### Task list
A) From the Trim Galore adapter text, list every named adapter preset option it gives.
B) Please extend the Trim Galore adapter text, not the data, starting after its last line.

### Page extract
######

Illumina: AGATCGGAAGAGC (13 bp)
Small RNA: TGGAATTCTCGG (12 bp)
Nextera: CTGTCTCTTATA (12 bp)
BGI/DNBSEQ: AAGTCGGAGGCCAAGCGGTCTTAGGAAGACAA (32 bp; v2.x addition)

If no adapter contamination can be detected within the first 1 million sequences, or in case of a tie, Trim Galore defaults to --illumina. The auto-detection results are shown on screen and printed to the trimming report for future reference.

In v2, auto-detection runs per pair rather than once per invocation, so a glob like trim_galore --paired *fastq.gz correctly handles multiple samples with different library types or 2-colour/4-colour chemistries.

The Stranded Illumina adapter (ACTGTCTCTTATA) is intentionally not auto-detected: it differs from the Nextera adapter by a single A-tail base, so probing both would produce constant ambiguous ties. Pass --stranded_illumina explicitly when working with those libraries.

Multiple adapters can be specified in three equivalent ways. The cleanest (v2.x) is simply to repeat -a and/or -a2:

Terminal window
trim_galore -a AGCTCCCG -a TTTCATTATAT -a TTTATTCGGATTTAT -n 3 input.fastq.gz
trim_galore --paired -a2 AGCTAGCG -a2 TCTCTTATAT -a2 TTTCGGATTTAT -n 3 R1.fq.gz R2.fq.gz

The v0.6.x embedded-string form is still accepted for backwards compatibility:

Terminal window
trim_galore -a " AGCTCCCG -a TTTCATTATAT -a TTTATTCGGATTTAT" input.fastq.gz
trim_galore -a2 " AGCTAGCG -a TCTCTTATAT -a TTTCGGATTTAT" --paired R1.fq.gz R2.fq.gz

Or load adapters from a FASTA file:

Terminal window
trim_galore -a "file:./adapters.fa" input.fastq.gz
trim_galore -a "file:./r1_adapters.fa" -a2 "file:./r2_adapters.fa" --paired R1.fq.gz R2.fq.gz

For all three forms, adding -n 3 lets Trim Galore strip up to three adapter occurrences from each read. This is useful when adapter contamination can appear multiple times in the same read. Standard trimming does not require -n. More information can be found in Issue 86.

Single-base expansion (A{10} to AAAAAAAAAA) is also supported for both -a and -a2, matching Perl v0.6.x syntax.

You can override auto-detection by passing a sequence directly via -a, or by using one of the named presets: --illumina, --nextera, --small_rna, --stranded_illumina, or --bgiseq (run --help for one-line descriptions). The first 13 bp of the standard Illumina adapter (AGATCGGAAGAGC) cover most TruSeq, Sanger iTag, and similar kits, and sit on both sides of paired-end inserts before the index sequence — for normal sequencing, --illumina or auto-detection is enough.

Stringency: why the 1 bp default is correct

Section titled “Stringency: why the 1 bp default is correct”

######

### Data extract
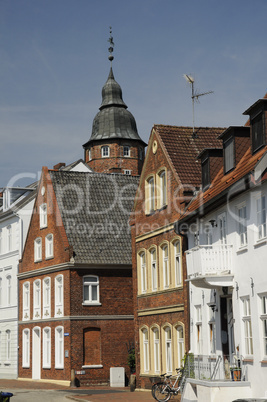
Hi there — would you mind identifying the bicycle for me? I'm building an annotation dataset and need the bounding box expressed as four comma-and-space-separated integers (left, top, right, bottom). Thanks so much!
152, 369, 183, 402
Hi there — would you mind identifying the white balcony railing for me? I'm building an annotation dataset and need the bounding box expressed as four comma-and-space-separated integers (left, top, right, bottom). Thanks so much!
186, 244, 233, 278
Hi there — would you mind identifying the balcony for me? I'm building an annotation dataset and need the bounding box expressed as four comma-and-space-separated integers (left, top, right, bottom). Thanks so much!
186, 244, 234, 289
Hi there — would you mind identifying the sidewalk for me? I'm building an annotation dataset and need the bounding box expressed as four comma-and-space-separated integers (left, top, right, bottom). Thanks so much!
0, 379, 181, 402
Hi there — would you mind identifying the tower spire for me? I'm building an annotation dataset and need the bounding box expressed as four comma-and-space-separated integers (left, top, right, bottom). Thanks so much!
108, 27, 115, 65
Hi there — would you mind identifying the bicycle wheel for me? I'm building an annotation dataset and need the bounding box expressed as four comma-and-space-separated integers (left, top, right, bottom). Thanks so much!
152, 382, 171, 402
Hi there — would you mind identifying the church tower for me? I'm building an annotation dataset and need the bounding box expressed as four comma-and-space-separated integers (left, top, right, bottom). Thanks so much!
83, 30, 147, 176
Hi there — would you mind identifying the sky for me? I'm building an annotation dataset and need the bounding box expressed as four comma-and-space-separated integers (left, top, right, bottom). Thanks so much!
0, 0, 267, 187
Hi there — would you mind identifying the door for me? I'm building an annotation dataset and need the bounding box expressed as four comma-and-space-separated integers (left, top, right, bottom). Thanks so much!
32, 327, 41, 380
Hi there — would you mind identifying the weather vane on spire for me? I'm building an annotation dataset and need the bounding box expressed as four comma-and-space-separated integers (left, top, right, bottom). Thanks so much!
108, 27, 114, 62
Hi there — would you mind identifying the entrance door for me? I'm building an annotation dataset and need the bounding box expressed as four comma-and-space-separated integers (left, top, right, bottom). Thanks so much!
32, 327, 41, 380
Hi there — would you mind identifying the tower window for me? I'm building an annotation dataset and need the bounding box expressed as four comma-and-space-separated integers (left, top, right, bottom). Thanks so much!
123, 145, 130, 157
101, 145, 109, 158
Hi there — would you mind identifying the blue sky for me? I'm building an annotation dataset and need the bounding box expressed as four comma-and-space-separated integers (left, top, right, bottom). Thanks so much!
0, 0, 267, 187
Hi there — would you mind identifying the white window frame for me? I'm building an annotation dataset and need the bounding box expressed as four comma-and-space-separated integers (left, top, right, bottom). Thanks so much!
22, 328, 30, 368
43, 327, 51, 368
33, 279, 42, 320
256, 195, 267, 241
43, 277, 51, 318
39, 203, 47, 229
34, 237, 42, 262
101, 145, 110, 158
150, 248, 158, 292
161, 244, 170, 289
55, 326, 64, 369
236, 203, 248, 248
45, 233, 54, 259
83, 275, 100, 304
55, 274, 64, 317
241, 296, 253, 356
164, 326, 173, 374
22, 281, 31, 321
123, 145, 131, 158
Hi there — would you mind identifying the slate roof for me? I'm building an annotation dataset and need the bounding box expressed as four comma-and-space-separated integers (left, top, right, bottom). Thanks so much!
154, 124, 225, 187
49, 171, 139, 265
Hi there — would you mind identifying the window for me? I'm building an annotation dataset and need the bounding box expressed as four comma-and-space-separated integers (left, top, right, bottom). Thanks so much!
152, 328, 160, 373
164, 327, 172, 374
39, 204, 47, 229
33, 279, 41, 320
256, 195, 266, 240
142, 328, 149, 373
55, 327, 64, 369
146, 177, 155, 214
45, 233, 54, 258
34, 237, 42, 262
43, 327, 51, 368
173, 240, 182, 286
101, 145, 109, 158
55, 275, 63, 317
123, 145, 130, 157
139, 251, 147, 293
150, 248, 158, 291
242, 297, 253, 355
22, 329, 30, 368
83, 275, 99, 304
237, 205, 248, 247
83, 328, 102, 367
159, 170, 167, 208
176, 325, 184, 368
223, 137, 235, 173
162, 244, 170, 289
22, 282, 30, 320
251, 113, 265, 152
43, 278, 51, 318
195, 305, 203, 355
6, 275, 11, 306
201, 158, 210, 191
6, 329, 11, 362
260, 295, 267, 356
7, 225, 12, 251
219, 213, 226, 244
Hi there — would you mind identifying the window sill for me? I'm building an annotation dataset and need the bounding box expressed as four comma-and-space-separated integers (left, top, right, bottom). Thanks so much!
254, 237, 267, 248
82, 364, 103, 368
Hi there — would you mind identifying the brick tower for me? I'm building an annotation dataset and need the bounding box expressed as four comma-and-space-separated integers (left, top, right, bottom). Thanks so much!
83, 31, 147, 176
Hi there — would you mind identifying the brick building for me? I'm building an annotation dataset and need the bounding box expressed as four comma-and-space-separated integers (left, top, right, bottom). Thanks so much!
130, 125, 223, 388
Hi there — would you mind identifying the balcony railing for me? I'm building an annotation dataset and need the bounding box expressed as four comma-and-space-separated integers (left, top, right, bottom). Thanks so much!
186, 244, 233, 278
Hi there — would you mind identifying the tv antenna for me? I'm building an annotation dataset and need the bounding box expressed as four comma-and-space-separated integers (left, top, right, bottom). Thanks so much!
184, 74, 213, 138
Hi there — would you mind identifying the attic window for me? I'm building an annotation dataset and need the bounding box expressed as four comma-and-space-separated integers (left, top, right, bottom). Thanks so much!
251, 112, 265, 152
223, 137, 235, 173
202, 158, 210, 191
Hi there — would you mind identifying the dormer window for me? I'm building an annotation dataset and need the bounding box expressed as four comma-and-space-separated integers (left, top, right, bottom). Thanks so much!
223, 137, 235, 173
202, 158, 210, 190
101, 145, 109, 158
251, 112, 265, 152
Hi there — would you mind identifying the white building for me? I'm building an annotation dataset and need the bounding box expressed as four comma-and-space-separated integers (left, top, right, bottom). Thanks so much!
0, 185, 36, 378
177, 98, 267, 402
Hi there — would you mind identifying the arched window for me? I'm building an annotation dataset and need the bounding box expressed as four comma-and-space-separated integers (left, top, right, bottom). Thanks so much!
55, 327, 64, 369
55, 275, 64, 317
139, 251, 147, 293
22, 329, 30, 368
101, 145, 109, 158
45, 233, 54, 258
150, 248, 158, 291
83, 275, 99, 304
34, 237, 42, 262
43, 327, 51, 368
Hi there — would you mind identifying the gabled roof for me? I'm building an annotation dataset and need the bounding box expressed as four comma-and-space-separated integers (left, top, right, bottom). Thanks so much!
49, 171, 139, 265
154, 125, 225, 187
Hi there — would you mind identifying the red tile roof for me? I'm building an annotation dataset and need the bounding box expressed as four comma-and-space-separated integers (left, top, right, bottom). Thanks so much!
154, 125, 225, 187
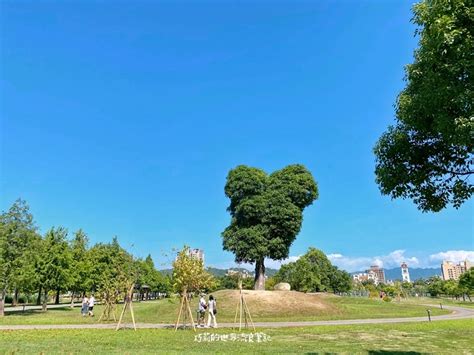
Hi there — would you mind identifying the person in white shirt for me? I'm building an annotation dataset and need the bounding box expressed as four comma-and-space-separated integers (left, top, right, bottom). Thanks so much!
89, 295, 95, 317
207, 295, 217, 328
198, 294, 207, 327
81, 295, 89, 317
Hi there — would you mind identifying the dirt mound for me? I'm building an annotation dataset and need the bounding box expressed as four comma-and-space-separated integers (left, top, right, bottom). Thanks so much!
213, 290, 337, 320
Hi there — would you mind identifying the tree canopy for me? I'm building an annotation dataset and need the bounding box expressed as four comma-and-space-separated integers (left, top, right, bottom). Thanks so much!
275, 248, 352, 293
374, 0, 474, 212
222, 164, 318, 289
173, 246, 215, 294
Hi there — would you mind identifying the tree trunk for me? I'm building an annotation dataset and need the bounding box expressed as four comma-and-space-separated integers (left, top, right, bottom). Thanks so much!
54, 289, 61, 304
12, 288, 18, 307
41, 290, 48, 312
254, 258, 265, 291
36, 286, 42, 306
0, 290, 6, 317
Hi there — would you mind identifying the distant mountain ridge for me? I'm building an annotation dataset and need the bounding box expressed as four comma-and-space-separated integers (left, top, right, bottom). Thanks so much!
351, 267, 441, 281
160, 266, 441, 281
160, 266, 278, 277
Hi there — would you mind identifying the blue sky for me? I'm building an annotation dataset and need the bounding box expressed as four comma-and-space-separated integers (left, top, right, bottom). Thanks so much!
0, 0, 474, 269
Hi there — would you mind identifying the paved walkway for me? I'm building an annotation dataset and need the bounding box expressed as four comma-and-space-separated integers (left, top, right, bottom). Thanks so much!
0, 304, 474, 331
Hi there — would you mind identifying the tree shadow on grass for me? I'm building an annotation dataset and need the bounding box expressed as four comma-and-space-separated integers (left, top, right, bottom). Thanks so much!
306, 350, 427, 355
368, 350, 428, 355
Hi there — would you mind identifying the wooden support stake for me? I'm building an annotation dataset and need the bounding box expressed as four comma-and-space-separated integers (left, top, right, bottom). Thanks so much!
115, 284, 137, 331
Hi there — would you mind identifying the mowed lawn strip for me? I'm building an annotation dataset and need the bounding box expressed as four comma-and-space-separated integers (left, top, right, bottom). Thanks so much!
0, 320, 474, 354
0, 291, 450, 325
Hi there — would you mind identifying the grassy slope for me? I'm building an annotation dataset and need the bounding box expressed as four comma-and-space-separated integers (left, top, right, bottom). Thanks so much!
0, 291, 449, 324
0, 320, 474, 354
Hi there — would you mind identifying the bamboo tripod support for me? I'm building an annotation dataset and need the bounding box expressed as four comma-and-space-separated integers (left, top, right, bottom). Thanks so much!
174, 290, 196, 331
234, 281, 255, 332
115, 285, 137, 330
99, 293, 117, 322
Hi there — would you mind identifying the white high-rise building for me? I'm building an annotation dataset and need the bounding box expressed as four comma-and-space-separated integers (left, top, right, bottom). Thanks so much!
400, 262, 410, 282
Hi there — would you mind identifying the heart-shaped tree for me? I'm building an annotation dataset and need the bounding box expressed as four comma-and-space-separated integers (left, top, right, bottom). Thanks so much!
222, 164, 318, 290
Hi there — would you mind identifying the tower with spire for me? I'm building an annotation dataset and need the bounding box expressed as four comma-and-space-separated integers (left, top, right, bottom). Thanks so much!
400, 262, 410, 282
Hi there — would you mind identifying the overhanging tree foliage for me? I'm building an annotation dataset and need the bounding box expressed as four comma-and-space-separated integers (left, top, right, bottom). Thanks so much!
222, 165, 318, 290
374, 0, 474, 212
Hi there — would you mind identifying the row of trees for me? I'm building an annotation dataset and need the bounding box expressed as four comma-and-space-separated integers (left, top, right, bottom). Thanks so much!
0, 200, 170, 316
275, 248, 352, 293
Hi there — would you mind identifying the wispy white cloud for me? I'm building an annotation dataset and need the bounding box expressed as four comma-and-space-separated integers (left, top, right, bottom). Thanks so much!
207, 249, 474, 272
430, 250, 474, 263
328, 249, 420, 272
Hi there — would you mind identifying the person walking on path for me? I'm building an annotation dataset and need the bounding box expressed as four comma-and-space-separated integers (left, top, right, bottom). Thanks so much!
89, 295, 95, 317
207, 295, 217, 328
81, 295, 89, 317
198, 294, 207, 327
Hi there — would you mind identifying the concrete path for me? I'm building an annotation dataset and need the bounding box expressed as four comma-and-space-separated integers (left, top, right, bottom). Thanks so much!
0, 304, 474, 331
5, 302, 81, 312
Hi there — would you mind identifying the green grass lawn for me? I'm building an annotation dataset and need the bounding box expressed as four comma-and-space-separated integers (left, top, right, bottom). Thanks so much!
0, 320, 474, 354
0, 295, 449, 325
402, 297, 474, 308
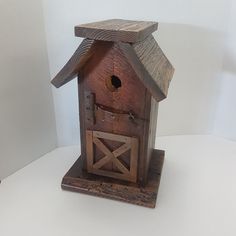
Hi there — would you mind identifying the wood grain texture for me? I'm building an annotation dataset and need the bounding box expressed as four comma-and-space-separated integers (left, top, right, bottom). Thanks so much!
75, 19, 158, 43
61, 150, 164, 208
86, 130, 138, 182
118, 42, 166, 101
51, 39, 95, 88
132, 35, 174, 96
79, 41, 148, 182
51, 36, 174, 102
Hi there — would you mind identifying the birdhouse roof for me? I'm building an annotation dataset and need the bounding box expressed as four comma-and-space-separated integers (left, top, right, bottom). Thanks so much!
52, 20, 174, 101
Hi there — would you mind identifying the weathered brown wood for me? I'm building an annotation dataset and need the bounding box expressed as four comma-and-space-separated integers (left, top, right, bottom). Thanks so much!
86, 130, 138, 182
118, 42, 166, 101
86, 130, 94, 171
84, 91, 95, 125
75, 19, 158, 43
61, 150, 164, 208
52, 20, 174, 207
93, 130, 130, 144
82, 42, 147, 181
130, 138, 138, 182
143, 98, 159, 182
51, 39, 95, 88
132, 35, 174, 97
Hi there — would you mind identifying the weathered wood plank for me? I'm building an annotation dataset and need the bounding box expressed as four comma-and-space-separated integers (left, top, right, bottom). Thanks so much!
51, 39, 94, 88
86, 130, 93, 171
132, 35, 174, 96
93, 131, 130, 144
75, 19, 158, 43
61, 150, 164, 208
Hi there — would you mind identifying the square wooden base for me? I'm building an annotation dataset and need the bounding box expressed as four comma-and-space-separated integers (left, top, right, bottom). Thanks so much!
61, 149, 165, 208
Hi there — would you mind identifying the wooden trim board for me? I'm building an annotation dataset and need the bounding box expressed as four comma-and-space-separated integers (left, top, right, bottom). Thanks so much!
61, 149, 165, 208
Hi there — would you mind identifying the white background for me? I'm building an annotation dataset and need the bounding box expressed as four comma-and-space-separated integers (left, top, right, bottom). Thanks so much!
0, 0, 236, 178
0, 0, 56, 179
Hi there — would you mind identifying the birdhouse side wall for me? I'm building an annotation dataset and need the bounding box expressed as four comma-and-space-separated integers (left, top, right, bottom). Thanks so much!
79, 41, 151, 183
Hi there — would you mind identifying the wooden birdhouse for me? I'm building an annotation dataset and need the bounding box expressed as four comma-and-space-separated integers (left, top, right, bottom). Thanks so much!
52, 19, 174, 207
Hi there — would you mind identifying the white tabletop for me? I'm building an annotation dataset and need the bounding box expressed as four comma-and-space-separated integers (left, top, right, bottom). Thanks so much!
0, 136, 236, 236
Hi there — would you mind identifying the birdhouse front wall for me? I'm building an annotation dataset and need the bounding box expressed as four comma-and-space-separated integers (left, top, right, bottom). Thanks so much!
79, 41, 151, 182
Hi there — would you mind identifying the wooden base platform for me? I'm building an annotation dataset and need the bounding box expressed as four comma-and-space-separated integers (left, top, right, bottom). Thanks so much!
61, 149, 165, 208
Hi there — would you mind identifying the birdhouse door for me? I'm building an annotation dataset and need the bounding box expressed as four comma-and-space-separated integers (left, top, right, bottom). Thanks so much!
86, 130, 138, 182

######

### Response list
A) --illumina, --nextera, --small_rna, --stranded_illumina, --bgiseq

B)
--stringency sets the minimum adapter overlap required to trim. The default is 1 bp, which looks extreme but is deliberate: in bisulfite-seq, even a few residual adapter bases can cause mis-alignments and incorrect methylation calls, or push the read past the aligner's mismatch budget so the entire read drops out. The cost is occasionally trimming a true genomic base, but in directional bisulfite libraries only the 4th–5th adapter bases overlap with the methylation-callable region, so the trade tilts firmly toward stringent trimming.

Before adapter trimmingAfter adapter trimming
Adapter contaminationAfter trimming

C content rises from ~1% at the start of reads to ~22% by the 3' end without trimming. Trim Galore removes the contamination cleanly. The sharp drop in A at the very last position is the visible footprint of --stringency 1 doing its job — single trailing A's are removed by design.

The default error tolerance for adapter alignment is -e 0.1 (10%). Lowering this is rarely useful; raising it can recover more contamination at the cost of more false positives.

--consider_already_trimmed <INT> suppresses adapter trimming entirely when no auto-detect probe exceeds that count (quality trimming still runs). Useful for feeding already-trimmed data through Trim Galore for QC reporting without over-trimming.

FlagPurpose
-a SEQ / -a2 SEQAdapter for read 1 / read 2 (repeatable in v2).
--illumina / --nextera / --small_rna / --stranded_illuminaForce a specific known adapter.
--bgiseqUse the BGI/DNBSEQ adapter (also probed by auto-detect).
--stringency INTMinimum adapter overlap (default 1 bp).
-e FLOATMaximum error rate for adapter alignment (default 0.1).
-n INTTrim up to N adapter occurrences per read (multi-adapter mode).
--consider_already_trimmed INTSkip adapter trimming if no adapter exceeds the count threshold.